(Rows of box annotation data)
------------------------------------

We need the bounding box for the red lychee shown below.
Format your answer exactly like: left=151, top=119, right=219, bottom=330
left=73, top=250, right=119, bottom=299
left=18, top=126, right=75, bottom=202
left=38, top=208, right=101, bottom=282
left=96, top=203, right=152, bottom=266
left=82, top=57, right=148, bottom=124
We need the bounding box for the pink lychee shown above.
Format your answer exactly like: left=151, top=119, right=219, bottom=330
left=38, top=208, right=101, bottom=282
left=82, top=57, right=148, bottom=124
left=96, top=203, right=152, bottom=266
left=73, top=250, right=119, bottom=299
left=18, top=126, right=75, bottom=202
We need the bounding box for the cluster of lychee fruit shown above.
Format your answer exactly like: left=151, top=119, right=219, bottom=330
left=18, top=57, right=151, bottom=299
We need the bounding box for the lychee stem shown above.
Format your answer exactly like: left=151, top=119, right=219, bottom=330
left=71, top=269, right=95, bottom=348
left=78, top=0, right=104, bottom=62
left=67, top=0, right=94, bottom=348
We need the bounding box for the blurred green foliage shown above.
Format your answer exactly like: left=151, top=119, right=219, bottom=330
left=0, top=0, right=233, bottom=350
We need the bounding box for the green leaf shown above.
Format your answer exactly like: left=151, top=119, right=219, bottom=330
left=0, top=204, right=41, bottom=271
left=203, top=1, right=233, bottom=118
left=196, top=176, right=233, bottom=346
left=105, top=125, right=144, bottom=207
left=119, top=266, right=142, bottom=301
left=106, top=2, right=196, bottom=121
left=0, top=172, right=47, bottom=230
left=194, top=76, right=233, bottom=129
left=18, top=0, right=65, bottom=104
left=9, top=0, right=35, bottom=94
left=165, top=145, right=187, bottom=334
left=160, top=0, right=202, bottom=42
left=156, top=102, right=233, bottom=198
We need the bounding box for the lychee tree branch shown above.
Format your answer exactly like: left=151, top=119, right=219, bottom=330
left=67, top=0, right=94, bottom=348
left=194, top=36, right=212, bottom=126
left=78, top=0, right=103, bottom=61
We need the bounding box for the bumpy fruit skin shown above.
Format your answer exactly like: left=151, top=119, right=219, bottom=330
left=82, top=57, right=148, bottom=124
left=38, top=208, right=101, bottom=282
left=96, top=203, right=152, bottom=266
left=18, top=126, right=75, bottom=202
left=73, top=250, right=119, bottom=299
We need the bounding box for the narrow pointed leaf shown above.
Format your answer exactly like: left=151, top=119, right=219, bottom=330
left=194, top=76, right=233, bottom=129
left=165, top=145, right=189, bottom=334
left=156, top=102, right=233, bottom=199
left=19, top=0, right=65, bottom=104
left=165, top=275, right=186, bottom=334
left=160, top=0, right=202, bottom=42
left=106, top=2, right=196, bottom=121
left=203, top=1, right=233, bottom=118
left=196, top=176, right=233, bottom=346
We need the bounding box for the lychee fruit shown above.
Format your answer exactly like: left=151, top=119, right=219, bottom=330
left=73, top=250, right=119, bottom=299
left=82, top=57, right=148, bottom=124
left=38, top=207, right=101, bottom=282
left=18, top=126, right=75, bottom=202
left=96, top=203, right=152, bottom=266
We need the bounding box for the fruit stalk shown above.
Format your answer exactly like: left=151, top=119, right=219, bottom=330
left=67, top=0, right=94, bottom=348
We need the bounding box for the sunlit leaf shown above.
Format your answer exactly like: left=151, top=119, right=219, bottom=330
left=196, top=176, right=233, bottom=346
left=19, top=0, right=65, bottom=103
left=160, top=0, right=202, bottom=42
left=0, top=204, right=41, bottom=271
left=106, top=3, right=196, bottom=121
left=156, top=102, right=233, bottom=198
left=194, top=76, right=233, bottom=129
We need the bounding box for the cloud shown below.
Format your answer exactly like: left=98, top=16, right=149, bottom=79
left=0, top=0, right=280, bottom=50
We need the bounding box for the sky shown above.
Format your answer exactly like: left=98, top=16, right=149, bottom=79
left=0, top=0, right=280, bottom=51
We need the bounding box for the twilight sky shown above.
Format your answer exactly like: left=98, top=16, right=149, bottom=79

------------------------------------

■ What is needed: Rewrite every line of the data from its first line through the line containing "left=0, top=0, right=233, bottom=350", both included, offsetting each coordinate in the answers by 63 and leaving all other text unchanged.

■ Response:
We need the bounding box for the red lychee shown below.
Format your answer exactly like: left=151, top=119, right=219, bottom=330
left=136, top=313, right=182, bottom=362
left=81, top=189, right=138, bottom=265
left=101, top=271, right=164, bottom=345
left=159, top=266, right=215, bottom=329
left=145, top=120, right=211, bottom=187
We need the bounding box for the pink lychee shown above.
Format your answer exactly like: left=151, top=119, right=219, bottom=330
left=101, top=271, right=164, bottom=345
left=145, top=120, right=211, bottom=187
left=159, top=266, right=215, bottom=329
left=136, top=313, right=182, bottom=362
left=81, top=189, right=138, bottom=265
We need the bounding box for the cluster of lychee fruit shown above.
Format your answer exactly like: left=151, top=119, right=219, bottom=330
left=81, top=120, right=214, bottom=362
We need the bounding box for the lychee stem shown above.
Format your answer exactly like: left=151, top=119, right=219, bottom=330
left=134, top=332, right=158, bottom=411
left=141, top=63, right=167, bottom=125
left=130, top=63, right=157, bottom=411
We need the bounding box for the blurred green foliage shown above.
Format your answer exactly like: left=151, top=119, right=219, bottom=330
left=63, top=63, right=296, bottom=413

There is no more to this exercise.